Work order |
Retype the data below exactly; skip every image.

Provided data |
════
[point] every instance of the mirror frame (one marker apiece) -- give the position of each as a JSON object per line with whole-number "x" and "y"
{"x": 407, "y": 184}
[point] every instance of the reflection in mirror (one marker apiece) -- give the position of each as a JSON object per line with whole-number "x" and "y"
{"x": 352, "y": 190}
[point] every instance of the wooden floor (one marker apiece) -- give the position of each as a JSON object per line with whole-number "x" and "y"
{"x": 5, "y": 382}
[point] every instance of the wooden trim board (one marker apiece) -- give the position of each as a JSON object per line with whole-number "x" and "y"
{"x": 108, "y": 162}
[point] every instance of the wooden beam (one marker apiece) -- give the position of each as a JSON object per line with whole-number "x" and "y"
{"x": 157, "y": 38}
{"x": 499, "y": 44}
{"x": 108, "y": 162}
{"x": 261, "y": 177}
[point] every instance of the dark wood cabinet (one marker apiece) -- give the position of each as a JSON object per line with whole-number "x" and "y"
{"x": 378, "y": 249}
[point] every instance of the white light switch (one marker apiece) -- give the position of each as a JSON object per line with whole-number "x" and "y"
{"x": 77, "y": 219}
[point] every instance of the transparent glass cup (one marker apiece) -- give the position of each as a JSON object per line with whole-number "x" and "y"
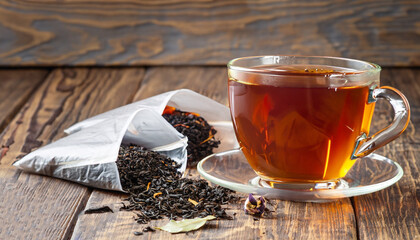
{"x": 304, "y": 120}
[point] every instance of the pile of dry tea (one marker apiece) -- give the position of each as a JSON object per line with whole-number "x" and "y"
{"x": 157, "y": 189}
{"x": 201, "y": 141}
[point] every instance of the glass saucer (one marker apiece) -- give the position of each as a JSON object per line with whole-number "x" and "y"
{"x": 230, "y": 169}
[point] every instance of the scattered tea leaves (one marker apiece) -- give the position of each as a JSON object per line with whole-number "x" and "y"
{"x": 201, "y": 141}
{"x": 185, "y": 225}
{"x": 157, "y": 189}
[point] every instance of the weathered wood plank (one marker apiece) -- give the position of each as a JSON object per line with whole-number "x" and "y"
{"x": 16, "y": 85}
{"x": 290, "y": 220}
{"x": 38, "y": 207}
{"x": 393, "y": 213}
{"x": 206, "y": 32}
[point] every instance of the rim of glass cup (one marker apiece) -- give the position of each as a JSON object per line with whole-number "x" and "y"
{"x": 233, "y": 64}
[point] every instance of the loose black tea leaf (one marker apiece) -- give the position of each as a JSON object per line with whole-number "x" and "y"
{"x": 103, "y": 209}
{"x": 201, "y": 141}
{"x": 157, "y": 189}
{"x": 149, "y": 229}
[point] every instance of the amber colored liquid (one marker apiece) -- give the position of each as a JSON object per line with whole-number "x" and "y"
{"x": 299, "y": 133}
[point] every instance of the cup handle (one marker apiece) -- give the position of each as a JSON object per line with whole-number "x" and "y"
{"x": 366, "y": 145}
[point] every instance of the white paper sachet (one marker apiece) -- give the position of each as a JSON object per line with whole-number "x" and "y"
{"x": 88, "y": 155}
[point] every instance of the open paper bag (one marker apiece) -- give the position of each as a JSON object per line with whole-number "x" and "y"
{"x": 88, "y": 154}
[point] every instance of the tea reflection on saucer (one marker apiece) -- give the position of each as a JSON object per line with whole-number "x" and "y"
{"x": 230, "y": 169}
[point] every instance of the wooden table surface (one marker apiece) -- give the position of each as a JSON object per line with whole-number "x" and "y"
{"x": 36, "y": 105}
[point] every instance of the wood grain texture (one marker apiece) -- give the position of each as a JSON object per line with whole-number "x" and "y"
{"x": 16, "y": 86}
{"x": 111, "y": 32}
{"x": 38, "y": 207}
{"x": 290, "y": 220}
{"x": 394, "y": 212}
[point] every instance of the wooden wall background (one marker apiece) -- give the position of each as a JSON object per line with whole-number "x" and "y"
{"x": 204, "y": 32}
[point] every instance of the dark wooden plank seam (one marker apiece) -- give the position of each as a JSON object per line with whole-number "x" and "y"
{"x": 23, "y": 101}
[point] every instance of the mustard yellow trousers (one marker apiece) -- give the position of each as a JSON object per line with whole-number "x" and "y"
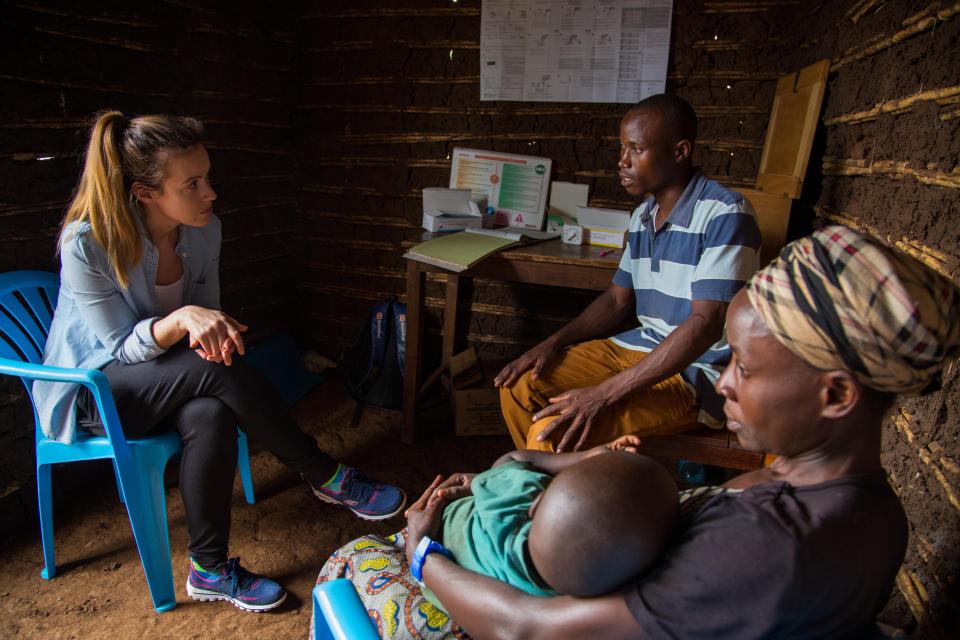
{"x": 665, "y": 408}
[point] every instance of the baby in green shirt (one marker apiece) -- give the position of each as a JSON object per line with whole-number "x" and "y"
{"x": 581, "y": 524}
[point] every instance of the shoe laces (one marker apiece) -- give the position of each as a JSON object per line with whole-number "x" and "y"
{"x": 240, "y": 577}
{"x": 357, "y": 486}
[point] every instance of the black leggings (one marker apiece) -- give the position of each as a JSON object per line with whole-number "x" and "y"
{"x": 205, "y": 402}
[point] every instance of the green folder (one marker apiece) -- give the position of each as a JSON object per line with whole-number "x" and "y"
{"x": 460, "y": 250}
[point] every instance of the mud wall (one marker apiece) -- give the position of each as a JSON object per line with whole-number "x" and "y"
{"x": 388, "y": 89}
{"x": 223, "y": 62}
{"x": 887, "y": 161}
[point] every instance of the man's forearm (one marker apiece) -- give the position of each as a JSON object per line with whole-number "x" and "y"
{"x": 545, "y": 461}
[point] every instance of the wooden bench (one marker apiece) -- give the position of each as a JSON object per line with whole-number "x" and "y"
{"x": 555, "y": 264}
════
Answer box |
[point] every instance of the mirror frame (one marker apiece) -- give the position of each as a JSON object per line with whole-number "x" and "y"
{"x": 407, "y": 184}
[point] every instance of the reflection in mirror (one marker apiece) -- give the position of each as a JSON object per line with whole-number "x" and "y"
{"x": 352, "y": 190}
[point] every instance of the wooden floor (one marker apiece) -- give the position of each as a JSON object per line with whole-number "x" and "y"
{"x": 5, "y": 382}
[point] every instance of the wooden trim board (one marker apiece) -- give the position of each as a JSON object per line with whole-number "x" and "y"
{"x": 108, "y": 162}
[point] every instance of the wooden beam (one marker apiece) -- give the position of each as a JSON object per line with whole-number "x" and "y"
{"x": 157, "y": 38}
{"x": 499, "y": 44}
{"x": 108, "y": 162}
{"x": 261, "y": 177}
[point] every instance of the dark wood cabinet (one marker apiece) -- give the position of each as a JSON object per line with whole-number "x" and "y"
{"x": 378, "y": 249}
[point] every instance of the white light switch (one marker apiece) -- give the position of each as a JSON object per line with whole-number "x" and "y"
{"x": 77, "y": 219}
[point] every instance of the transparent glass cup (one marker apiece) -- give the position of each as a JSON object per line with whole-number "x" and "y"
{"x": 304, "y": 120}
[point] every instance of the pile of dry tea (one marker apiece) -- give the position of each as a JSON object per line with whole-number "x" and "y"
{"x": 157, "y": 189}
{"x": 201, "y": 141}
[point] every instance of the glass saucer (one marker apiece) -- give the position of each as a JSON object per line with whole-number "x" and "y"
{"x": 230, "y": 169}
[point] every instance of the scattered tea leaves (one marker apiece) -- give the position of each as a JSON object per line with whole-number "x" and "y"
{"x": 201, "y": 141}
{"x": 185, "y": 225}
{"x": 157, "y": 189}
[point] every instance of the weathered wood plank (one marker apiece) -- give the position of each as a JSON object per line with whole-number "x" and "y"
{"x": 16, "y": 85}
{"x": 290, "y": 220}
{"x": 38, "y": 207}
{"x": 393, "y": 213}
{"x": 206, "y": 32}
[point] every instance of the rim of glass cup (one marker apiece) -- give the position of each as a JSON object per line with whole-number "x" and "y"
{"x": 233, "y": 64}
[point] every instance of the loose black tea leaf (one marker apiece) -- give the position of each as a JSON object per line with whole-number "x" and "y"
{"x": 103, "y": 209}
{"x": 201, "y": 141}
{"x": 157, "y": 189}
{"x": 149, "y": 229}
[point] every instance of the amber colored liquid (one marker apiece) -- give the position of each as a JSON object per line with whole-number "x" and "y"
{"x": 299, "y": 133}
[point] every instance of the cup handle (one marker apiece) -- give the position of each as a JSON object per line with whole-number "x" and "y"
{"x": 366, "y": 145}
[point] every instance of the white paper sachet (one marker apiece) -- give the position of each as a JSON object per line with whole-number "x" and "y"
{"x": 88, "y": 155}
[point] every instance of the open paper bag (one marker apiece) -- give the position of each as a JSON object per line with whole-number "x" and "y"
{"x": 88, "y": 154}
[point] every instance of the tea reflection on saucer (one marker apiece) -- give the position of each as a JSON object per line with whole-number "x" and "y"
{"x": 230, "y": 169}
[point] every instance of the wooden table surface (one marker apiece) -- give the position of each as a JSON object per line with whole-number "x" and "y"
{"x": 36, "y": 105}
[point] every instance of the wood grain texture (one marker apiece) -- give the position of each as a JSON object per line with whole-number "x" and "y"
{"x": 16, "y": 86}
{"x": 111, "y": 32}
{"x": 38, "y": 207}
{"x": 290, "y": 220}
{"x": 394, "y": 212}
[point] every instance of the wooden wall background (one marker apiece) -- give the position of each as a JSON object per line with whole-number "x" and "y"
{"x": 204, "y": 32}
[point] every instance of the dark wooden plank seam (one marker apiece) -- give the position of each as a JSON object per line with whole-number "x" and "y"
{"x": 23, "y": 101}
[point] every instance of the mustard yellow trousers (one marker apiece) -- give the position of each as a JSON object per line with whole-number "x" and "y"
{"x": 665, "y": 408}
[point] every instance of the baby in green shirt (one marker apiece) -- give the position of each as a JSON object per line with whole-number "x" and "y"
{"x": 581, "y": 524}
[point] every instance of the shoe laces (one marker apiece) -- give the position of each as a JSON object per line with whole-number "x" and "y"
{"x": 240, "y": 577}
{"x": 357, "y": 486}
[point] every instance of the black leggings (one marker apiece) -- give the position of each as a JSON object per line with whole-number "x" and "y"
{"x": 205, "y": 402}
[point] every instance of the green folder (one marker apiece) -- give the position of each as a JSON object per line with whole-number "x" and "y"
{"x": 460, "y": 250}
[point] every instance of the mud wall (one marker apiece) -- give the position of each as a JSON object per line with whole-number "x" and "y"
{"x": 388, "y": 89}
{"x": 223, "y": 62}
{"x": 887, "y": 161}
[point] every instance of the man's forearm (one marker apiece) -- give the position of each as a JSON object per line with whole-number "x" and "y"
{"x": 545, "y": 461}
[point] every instance of the wooden bench (one marker apiece) -- give the position of each as a JSON object per line with whole-number "x" and "y"
{"x": 555, "y": 264}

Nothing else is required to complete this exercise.